(Extractos de un conjunto de datos de señalamiento)
┌────────

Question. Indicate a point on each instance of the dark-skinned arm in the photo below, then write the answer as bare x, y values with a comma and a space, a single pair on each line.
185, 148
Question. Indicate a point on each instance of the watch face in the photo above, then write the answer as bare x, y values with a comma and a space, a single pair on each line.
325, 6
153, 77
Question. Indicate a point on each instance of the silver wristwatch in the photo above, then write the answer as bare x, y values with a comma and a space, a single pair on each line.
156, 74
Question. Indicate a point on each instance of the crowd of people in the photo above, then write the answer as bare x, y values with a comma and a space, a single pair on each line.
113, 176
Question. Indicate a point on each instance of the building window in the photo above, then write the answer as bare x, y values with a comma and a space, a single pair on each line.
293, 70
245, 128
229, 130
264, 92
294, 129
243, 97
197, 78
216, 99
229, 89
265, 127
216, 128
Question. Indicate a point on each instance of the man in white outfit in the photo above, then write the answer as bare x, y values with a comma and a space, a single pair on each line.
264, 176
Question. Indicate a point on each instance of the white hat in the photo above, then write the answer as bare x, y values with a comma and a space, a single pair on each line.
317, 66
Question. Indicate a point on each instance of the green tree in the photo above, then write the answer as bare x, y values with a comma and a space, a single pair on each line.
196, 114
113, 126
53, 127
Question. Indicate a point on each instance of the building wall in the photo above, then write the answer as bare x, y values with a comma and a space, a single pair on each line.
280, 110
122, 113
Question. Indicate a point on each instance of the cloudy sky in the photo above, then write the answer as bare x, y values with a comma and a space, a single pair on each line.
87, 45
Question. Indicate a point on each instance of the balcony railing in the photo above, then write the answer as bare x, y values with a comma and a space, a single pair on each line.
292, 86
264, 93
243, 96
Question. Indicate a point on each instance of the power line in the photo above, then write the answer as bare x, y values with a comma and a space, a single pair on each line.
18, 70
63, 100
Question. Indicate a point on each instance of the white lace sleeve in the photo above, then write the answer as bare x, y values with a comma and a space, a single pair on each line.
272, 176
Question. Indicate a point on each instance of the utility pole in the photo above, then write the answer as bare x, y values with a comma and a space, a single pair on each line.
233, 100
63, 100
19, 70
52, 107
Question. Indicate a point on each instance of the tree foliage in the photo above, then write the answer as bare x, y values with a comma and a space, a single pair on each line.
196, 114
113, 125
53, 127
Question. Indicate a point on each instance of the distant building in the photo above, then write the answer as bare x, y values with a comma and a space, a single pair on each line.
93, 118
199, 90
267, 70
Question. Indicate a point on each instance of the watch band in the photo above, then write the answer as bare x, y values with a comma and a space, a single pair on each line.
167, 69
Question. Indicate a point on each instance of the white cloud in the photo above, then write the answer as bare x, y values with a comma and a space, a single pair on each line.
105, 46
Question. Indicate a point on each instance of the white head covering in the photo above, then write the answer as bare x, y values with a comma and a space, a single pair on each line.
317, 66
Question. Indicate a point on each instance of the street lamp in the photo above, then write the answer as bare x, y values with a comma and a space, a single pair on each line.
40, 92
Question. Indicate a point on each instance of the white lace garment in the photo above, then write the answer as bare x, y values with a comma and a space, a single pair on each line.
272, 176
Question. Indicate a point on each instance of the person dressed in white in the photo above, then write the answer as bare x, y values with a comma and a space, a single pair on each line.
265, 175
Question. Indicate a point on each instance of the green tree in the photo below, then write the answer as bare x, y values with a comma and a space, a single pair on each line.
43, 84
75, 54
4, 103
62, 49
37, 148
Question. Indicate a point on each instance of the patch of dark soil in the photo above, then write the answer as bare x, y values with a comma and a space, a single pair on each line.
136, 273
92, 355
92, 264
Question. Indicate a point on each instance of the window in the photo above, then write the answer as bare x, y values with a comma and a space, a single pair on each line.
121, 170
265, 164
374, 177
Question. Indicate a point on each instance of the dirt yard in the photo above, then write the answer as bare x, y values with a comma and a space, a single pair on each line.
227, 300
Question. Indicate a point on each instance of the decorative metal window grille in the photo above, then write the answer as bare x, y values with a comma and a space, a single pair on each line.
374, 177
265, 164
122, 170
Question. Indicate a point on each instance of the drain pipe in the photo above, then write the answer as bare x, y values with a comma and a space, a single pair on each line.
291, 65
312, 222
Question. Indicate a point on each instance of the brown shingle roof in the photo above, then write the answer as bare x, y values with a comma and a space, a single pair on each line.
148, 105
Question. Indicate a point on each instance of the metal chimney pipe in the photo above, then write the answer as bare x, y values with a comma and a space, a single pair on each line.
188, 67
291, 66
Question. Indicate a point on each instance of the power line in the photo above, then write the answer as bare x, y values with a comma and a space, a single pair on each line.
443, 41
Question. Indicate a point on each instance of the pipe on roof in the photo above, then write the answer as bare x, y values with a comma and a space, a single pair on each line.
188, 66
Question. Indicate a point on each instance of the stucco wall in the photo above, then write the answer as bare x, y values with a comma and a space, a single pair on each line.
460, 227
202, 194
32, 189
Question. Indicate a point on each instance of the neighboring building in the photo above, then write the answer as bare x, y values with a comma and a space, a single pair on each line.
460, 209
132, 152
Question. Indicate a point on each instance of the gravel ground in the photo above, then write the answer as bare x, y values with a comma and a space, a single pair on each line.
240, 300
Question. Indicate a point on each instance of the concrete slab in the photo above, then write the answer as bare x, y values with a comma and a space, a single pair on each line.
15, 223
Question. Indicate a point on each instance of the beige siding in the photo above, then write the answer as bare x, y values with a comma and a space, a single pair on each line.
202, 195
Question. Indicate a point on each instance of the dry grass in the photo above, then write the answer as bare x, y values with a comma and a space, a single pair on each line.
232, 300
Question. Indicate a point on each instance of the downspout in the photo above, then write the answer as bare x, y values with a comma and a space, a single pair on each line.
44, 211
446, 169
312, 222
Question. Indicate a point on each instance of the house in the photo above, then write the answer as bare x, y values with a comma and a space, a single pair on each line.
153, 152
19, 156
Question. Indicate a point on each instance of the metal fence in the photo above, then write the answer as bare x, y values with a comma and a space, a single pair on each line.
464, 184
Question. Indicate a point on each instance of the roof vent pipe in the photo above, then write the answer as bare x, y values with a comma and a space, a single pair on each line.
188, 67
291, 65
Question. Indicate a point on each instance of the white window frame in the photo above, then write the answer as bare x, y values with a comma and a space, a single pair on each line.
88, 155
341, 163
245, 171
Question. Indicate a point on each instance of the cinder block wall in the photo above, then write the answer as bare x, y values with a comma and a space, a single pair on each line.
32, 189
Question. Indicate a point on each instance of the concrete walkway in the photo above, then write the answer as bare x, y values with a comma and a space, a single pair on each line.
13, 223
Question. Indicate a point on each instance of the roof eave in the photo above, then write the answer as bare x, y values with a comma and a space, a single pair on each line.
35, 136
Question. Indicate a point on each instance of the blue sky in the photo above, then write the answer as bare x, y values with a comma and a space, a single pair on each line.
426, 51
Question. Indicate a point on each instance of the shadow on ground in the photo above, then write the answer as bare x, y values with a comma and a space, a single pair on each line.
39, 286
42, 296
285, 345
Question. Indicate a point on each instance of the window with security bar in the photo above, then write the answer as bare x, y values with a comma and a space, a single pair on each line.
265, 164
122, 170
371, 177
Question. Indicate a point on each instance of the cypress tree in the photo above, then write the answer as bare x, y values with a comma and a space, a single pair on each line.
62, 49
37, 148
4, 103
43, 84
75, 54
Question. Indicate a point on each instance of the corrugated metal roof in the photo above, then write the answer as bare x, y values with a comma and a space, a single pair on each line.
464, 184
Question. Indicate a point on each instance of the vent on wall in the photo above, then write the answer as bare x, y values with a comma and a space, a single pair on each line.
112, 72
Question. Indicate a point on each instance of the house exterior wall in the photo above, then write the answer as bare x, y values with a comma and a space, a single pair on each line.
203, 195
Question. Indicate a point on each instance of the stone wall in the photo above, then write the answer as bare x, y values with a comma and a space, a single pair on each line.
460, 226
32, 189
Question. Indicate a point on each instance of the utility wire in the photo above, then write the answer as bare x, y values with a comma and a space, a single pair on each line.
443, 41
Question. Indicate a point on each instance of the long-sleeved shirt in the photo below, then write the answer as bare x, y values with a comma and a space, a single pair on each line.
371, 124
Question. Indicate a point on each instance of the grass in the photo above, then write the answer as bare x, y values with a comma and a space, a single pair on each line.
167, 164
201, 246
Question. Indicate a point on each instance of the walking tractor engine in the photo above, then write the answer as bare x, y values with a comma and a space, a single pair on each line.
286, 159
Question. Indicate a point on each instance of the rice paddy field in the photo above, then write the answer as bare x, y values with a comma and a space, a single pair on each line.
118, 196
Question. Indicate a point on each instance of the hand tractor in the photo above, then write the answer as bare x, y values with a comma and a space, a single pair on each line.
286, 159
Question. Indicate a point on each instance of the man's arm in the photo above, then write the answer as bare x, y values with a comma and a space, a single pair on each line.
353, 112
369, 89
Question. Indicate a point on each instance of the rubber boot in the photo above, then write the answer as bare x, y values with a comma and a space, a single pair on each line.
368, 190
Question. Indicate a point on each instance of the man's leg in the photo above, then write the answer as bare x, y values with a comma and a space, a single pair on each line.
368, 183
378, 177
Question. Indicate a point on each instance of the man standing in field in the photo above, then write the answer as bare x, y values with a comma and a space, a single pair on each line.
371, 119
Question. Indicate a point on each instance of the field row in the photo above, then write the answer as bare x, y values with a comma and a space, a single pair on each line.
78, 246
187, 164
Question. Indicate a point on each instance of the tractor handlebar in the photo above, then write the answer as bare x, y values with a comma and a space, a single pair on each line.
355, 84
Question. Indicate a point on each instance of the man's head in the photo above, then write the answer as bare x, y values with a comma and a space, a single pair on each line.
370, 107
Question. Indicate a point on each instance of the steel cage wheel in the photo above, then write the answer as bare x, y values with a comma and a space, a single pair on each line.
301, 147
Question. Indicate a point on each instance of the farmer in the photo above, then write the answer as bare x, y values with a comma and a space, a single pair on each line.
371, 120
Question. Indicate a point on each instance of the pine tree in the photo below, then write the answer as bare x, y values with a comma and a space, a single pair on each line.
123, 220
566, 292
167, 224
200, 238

└────────
┌────────

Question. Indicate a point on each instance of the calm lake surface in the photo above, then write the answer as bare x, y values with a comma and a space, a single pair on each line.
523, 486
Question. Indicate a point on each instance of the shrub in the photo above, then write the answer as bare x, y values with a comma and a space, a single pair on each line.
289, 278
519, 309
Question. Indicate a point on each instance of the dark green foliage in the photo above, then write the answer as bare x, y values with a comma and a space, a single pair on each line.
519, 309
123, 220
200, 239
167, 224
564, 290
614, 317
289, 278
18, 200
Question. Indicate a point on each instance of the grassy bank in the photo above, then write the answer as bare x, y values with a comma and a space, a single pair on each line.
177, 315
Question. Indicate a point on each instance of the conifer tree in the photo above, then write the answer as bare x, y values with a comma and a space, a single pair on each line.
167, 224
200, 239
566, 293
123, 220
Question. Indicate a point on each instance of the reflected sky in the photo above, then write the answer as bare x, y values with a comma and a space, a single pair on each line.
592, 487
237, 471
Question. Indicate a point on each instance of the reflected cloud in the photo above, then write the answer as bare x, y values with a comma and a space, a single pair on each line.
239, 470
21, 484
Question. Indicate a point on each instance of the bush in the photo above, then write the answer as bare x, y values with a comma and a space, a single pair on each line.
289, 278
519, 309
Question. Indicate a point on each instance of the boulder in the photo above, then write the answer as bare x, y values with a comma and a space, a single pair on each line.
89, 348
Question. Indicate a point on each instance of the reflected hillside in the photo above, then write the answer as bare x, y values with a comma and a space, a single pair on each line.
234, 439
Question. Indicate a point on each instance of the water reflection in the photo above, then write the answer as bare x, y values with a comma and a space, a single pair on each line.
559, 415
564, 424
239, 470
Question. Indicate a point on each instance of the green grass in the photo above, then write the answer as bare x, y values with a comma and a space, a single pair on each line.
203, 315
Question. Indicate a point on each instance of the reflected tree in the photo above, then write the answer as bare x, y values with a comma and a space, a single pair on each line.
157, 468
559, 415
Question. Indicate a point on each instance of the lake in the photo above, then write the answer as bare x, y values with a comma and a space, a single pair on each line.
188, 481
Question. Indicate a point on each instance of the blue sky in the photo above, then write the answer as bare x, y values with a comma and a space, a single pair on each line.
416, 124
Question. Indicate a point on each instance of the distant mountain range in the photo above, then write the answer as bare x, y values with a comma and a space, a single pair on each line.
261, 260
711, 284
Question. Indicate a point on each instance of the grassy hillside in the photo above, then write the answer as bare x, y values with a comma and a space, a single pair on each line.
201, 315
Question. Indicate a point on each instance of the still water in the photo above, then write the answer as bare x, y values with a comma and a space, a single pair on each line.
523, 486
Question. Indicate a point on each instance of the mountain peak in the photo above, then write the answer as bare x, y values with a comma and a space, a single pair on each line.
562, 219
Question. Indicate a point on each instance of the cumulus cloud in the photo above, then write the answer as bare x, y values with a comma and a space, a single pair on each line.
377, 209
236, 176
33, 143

└────────

_Problema planteado_
Por favor, recopila y copia todas las líneas de los elementos de arriba que contengan la cadena "mountain". Se distinguen mayúsculas y minúsculas.

_Respuesta final_
Question. Indicate a point on each instance of the distant mountain range in the photo above, then write the answer as bare x, y values with a comma and a space, a single pair on each line.
Question. Indicate a point on each instance of the mountain peak in the photo above, then write the answer as bare x, y values with a comma and a space, a single pair on each line.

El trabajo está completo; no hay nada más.